■ **MATERIAL TO PROCESS**:
....................
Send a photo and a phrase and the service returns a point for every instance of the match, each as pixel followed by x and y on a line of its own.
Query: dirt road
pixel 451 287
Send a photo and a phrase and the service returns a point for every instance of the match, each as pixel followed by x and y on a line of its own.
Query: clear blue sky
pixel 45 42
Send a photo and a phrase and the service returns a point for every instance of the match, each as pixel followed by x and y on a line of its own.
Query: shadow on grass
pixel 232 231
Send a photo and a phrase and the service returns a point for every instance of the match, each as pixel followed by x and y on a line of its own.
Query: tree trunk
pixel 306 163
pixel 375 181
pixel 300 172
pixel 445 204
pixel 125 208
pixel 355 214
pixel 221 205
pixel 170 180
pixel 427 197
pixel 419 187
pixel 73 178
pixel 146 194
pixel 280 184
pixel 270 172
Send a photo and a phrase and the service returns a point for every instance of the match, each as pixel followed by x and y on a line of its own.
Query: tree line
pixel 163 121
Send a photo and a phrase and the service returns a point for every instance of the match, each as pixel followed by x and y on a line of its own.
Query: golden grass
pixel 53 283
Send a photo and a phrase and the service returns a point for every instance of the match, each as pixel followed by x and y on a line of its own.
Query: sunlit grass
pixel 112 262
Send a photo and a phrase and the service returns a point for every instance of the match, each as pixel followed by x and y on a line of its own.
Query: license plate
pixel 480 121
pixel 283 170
....................
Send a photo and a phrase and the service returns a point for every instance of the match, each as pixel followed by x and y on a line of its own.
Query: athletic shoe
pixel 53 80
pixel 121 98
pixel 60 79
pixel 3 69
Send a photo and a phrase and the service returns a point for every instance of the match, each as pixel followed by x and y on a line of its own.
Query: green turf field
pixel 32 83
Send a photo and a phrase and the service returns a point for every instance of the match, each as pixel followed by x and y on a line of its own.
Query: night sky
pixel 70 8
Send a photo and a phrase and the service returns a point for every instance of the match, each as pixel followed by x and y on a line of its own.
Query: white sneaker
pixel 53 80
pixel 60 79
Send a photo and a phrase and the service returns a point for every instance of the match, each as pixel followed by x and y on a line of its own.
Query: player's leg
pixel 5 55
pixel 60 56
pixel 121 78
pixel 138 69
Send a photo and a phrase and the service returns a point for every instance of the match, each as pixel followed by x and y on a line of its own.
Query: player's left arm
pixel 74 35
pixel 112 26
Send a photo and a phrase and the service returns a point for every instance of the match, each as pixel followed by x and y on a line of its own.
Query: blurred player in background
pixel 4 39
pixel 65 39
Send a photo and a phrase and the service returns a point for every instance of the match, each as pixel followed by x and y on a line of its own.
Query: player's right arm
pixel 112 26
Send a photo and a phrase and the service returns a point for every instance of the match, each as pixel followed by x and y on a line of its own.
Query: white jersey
....................
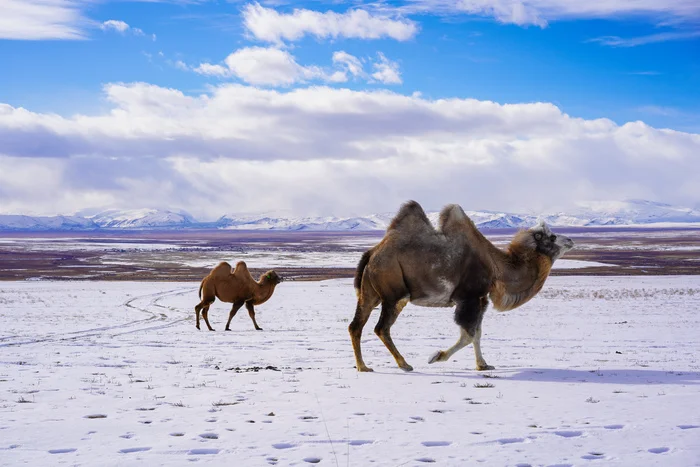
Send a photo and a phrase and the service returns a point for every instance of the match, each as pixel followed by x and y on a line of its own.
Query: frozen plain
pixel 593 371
....................
■ **TASK OBJECTIVE**:
From the records above, copy out the line with "Query: white sneaker", the line with "Query: white jersey", and every line between them, word for word.

■ **ANSWER SPACE**:
Query: white sneaker
pixel 53 80
pixel 60 79
Send a photo and a phrase and the service returns a point for every instance of the match, each as pixel followed by x and y on a line of its own.
Query: player's leg
pixel 5 55
pixel 60 56
pixel 121 78
pixel 138 69
Send a photo and a phrase and the service returns a point for every instance of the match, each as pixel followed by x and y on a line of its own.
Query: player's left arm
pixel 74 35
pixel 112 26
Send a photo and a phrase and the service returns a point for every instance of the match, each as pixel followed by x and y on a line of its own.
Query: blurred player in background
pixel 4 39
pixel 65 39
Send a photo and a phrase and the service returns a point for every instance of the match, each as pixel followed by x and y on a line of its own.
Query: player's right arm
pixel 112 26
Send a photo and a phrase and the service returns a point for every instance of the match, each as pixel followed by x and y on a line of its own.
Query: white jersey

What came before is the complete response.